**DOCUMENT SEGMENT**

::::

Language resource #: 3330
Results 1891 - 1900 of 2023
-
C-004903: GALE Phase 4 Chinese Broadcast Conversation Speech
*Introduction*
GALE Phase 4 Chinese Broadcast Conversation Speech was developed by the Linguistic Data Consortium (LDC) and is comprised of approximately 172 hours of Mandarin Chinese broadcast conversation speech collected in 2008 by LDC and Hong Kong University of Science and Technology (HKUST), Hong Kong, during Phase 4 of the DARPA GALE (Global Autonomous Language Exploitation) Program.
Corresponding transcripts are released as GALE Phase 4 Chinese Broadcast Conversation Transcripts (LDC2016T12).
Broadcast audio for the GALE program was collected at LDC’s Philadelphia, PA USA facilities and at three remote collection sites: HKUST (Chinese), Medianet (Tunis, Tunisia) (Arabic), and MTC (Rabat, Morocco) (Arabic). The combined local and outsourced broadcast collection supported GALE at a rate of approximately 300 hours per week of programming from more than 50 broadcast sources for a total of over 30,000 hours of collected broadcast audio over the life of the program.
LDC’s local broadcast collection system is highly automated, easily extensible and robust and capable of collecting, processing and evaluating hundreds of hours of content from several dozen sources per day. The broadcast material is served to the system by a set of free-to-air (FTA) satellite receivers, commercial direct satellite systems (DSS) such as DirecTV, direct broadcast satellite (DBS) receivers, and cable television (CATV) feeds. The mapping between receivers and recorders is dynamic and modular. All signal routing is performed under computer control, using a 256x64 A/V matrix switch. Programs are recorded in a high bandwidth A/V format and are then processed to extract audio, to generate keyframes and compressed audio/video, to produce time-synchronized closed captions (in the case of North American English) and to generate automatic speech recognition (ASR) output. An overview of the system, the sources recorded and the configuration of the recording laboratory are contained in the Guidelines for Broadcast Audio Collection Version 3.0 included in this release.
LDC designed a portable platform for remote broadcast collection. This is a TiVO-style digital video recording (DVR) system that records two streams of A/V material simultaneously. It supports analog CATV (NTSC and PAL) and FTA DVB-S satellite programming and can operate outside of the United States. It has a small footprint, weighs less than 30 pounds and can be transported as carry-on luggage.
HKUST collected Chinese broadcast programming using its internal recording system and a portable broadcast collection platform designed by LDC and installed at HKUST in 2006.

::::

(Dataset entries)
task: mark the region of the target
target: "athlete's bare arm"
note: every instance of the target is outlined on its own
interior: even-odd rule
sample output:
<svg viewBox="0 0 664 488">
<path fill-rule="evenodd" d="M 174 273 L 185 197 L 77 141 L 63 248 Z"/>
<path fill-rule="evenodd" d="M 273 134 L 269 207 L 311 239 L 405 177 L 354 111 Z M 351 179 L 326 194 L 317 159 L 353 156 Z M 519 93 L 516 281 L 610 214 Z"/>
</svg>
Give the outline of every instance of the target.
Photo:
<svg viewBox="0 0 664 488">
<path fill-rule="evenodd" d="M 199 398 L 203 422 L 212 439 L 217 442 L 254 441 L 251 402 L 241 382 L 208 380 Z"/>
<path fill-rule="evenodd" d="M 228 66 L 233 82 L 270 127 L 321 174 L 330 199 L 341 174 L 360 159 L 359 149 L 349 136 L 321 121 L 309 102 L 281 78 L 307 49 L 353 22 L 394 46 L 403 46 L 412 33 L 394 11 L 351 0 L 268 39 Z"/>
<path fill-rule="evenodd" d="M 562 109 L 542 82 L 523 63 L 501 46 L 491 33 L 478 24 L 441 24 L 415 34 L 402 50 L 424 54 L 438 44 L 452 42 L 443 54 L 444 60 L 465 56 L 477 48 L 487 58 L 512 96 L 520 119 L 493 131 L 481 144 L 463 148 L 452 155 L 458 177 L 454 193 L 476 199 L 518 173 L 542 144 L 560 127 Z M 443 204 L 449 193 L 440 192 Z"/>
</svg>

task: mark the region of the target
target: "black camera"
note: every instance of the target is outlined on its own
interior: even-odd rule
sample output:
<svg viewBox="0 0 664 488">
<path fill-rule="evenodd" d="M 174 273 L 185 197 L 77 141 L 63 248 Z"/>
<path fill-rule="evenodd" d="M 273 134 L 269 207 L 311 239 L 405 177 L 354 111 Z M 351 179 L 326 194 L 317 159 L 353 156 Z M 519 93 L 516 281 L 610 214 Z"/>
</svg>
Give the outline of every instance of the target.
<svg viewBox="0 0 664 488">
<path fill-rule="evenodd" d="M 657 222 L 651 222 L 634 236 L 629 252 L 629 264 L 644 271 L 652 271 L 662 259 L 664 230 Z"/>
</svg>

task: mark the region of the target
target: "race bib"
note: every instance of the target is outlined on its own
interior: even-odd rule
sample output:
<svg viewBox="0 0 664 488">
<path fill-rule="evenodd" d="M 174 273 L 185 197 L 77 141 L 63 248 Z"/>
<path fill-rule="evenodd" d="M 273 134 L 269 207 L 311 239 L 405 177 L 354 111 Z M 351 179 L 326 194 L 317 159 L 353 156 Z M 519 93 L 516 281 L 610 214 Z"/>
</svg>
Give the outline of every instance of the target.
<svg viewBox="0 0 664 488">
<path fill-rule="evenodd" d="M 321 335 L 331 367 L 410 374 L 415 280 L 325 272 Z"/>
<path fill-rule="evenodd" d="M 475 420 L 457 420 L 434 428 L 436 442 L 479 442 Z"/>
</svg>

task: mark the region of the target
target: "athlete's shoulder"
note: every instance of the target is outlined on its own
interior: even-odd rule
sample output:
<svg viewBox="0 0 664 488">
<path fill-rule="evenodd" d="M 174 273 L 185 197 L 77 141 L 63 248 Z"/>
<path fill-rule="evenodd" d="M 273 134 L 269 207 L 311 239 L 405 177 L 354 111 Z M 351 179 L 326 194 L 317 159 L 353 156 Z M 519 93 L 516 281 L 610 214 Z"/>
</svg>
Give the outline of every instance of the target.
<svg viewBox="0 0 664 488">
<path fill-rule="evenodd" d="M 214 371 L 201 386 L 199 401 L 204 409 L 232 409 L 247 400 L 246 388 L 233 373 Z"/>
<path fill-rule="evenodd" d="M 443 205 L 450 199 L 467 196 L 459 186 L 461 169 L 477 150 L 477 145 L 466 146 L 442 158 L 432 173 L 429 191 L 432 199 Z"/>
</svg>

::::

**SHORT EXERCISE 1**
Write out the part of the broadcast speech description starting with "Language resource #: 3330" and going on through "Language Exploitation) Program.".
**SHORT EXERCISE 2**
In the records, starting with the first line and going on through the line with "228 66 L 233", swap "target" for "object" and give those lines again, changing nothing else.
The broadcast speech description and the records have nothing to do with each other.

**WRITTEN ANSWER 1**
Language resource #: 3330
Results 1891 - 1900 of 2023
-
C-004903: GALE Phase 4 Chinese Broadcast Conversation Speech
*Introduction*
GALE Phase 4 Chinese Broadcast Conversation Speech was developed by the Linguistic Data Consortium (LDC) and is comprised of approximately 172 hours of Mandarin Chinese broadcast conversation speech collected in 2008 by LDC and Hong Kong University of Science and Technology (HKUST), Hong Kong, during Phase 4 of the DARPA GALE (Global Autonomous Language Exploitation) Program.

**WRITTEN ANSWER 2**
task: mark the region of the object
object: "athlete's bare arm"
note: every instance of the object is outlined on its own
interior: even-odd rule
sample output:
<svg viewBox="0 0 664 488">
<path fill-rule="evenodd" d="M 174 273 L 185 197 L 77 141 L 63 248 Z"/>
<path fill-rule="evenodd" d="M 273 134 L 269 207 L 311 239 L 405 177 L 354 111 Z M 351 179 L 326 194 L 317 159 L 353 156 Z M 519 93 L 516 281 L 610 214 Z"/>
</svg>
Give the outline of every instance of the object.
Photo:
<svg viewBox="0 0 664 488">
<path fill-rule="evenodd" d="M 199 398 L 203 422 L 212 439 L 217 442 L 254 441 L 251 402 L 241 382 L 208 380 Z"/>
<path fill-rule="evenodd" d="M 228 66 L 233 82 L 270 127 L 321 174 L 330 199 L 341 174 L 360 159 L 359 149 L 349 136 L 321 121 L 309 102 L 281 78 L 307 49 L 353 22 L 394 46 L 403 46 L 412 33 L 394 11 L 351 0 L 268 39 Z"/>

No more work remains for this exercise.